[Named object pointing entries]
****************************************
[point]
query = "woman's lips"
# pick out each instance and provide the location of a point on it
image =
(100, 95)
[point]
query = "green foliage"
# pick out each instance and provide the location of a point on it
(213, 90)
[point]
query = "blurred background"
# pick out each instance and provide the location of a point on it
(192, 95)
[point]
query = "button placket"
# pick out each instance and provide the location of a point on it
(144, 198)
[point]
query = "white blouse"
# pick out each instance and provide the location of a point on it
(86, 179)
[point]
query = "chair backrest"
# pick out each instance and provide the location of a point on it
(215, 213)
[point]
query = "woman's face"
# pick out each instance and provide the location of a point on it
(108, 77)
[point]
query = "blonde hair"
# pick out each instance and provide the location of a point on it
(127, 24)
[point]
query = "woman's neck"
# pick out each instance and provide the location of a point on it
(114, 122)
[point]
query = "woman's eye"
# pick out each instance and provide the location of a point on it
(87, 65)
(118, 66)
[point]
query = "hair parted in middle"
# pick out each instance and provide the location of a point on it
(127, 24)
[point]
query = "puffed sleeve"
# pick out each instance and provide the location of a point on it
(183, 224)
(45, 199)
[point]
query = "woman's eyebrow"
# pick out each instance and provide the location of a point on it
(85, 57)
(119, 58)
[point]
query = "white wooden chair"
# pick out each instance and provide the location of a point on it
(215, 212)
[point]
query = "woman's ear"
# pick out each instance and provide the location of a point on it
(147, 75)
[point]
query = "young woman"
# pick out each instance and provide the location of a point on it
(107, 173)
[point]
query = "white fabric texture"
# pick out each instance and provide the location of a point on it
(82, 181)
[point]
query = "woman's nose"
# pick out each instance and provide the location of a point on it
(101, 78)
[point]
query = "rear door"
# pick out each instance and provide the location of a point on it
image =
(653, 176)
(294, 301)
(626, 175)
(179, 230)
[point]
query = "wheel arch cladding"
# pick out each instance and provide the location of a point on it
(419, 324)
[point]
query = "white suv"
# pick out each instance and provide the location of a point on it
****************************************
(INSTRUCTION)
How many lines of the material above contain the string "white", with case counting? Reply with the number only.

(TASK SOLUTION)
4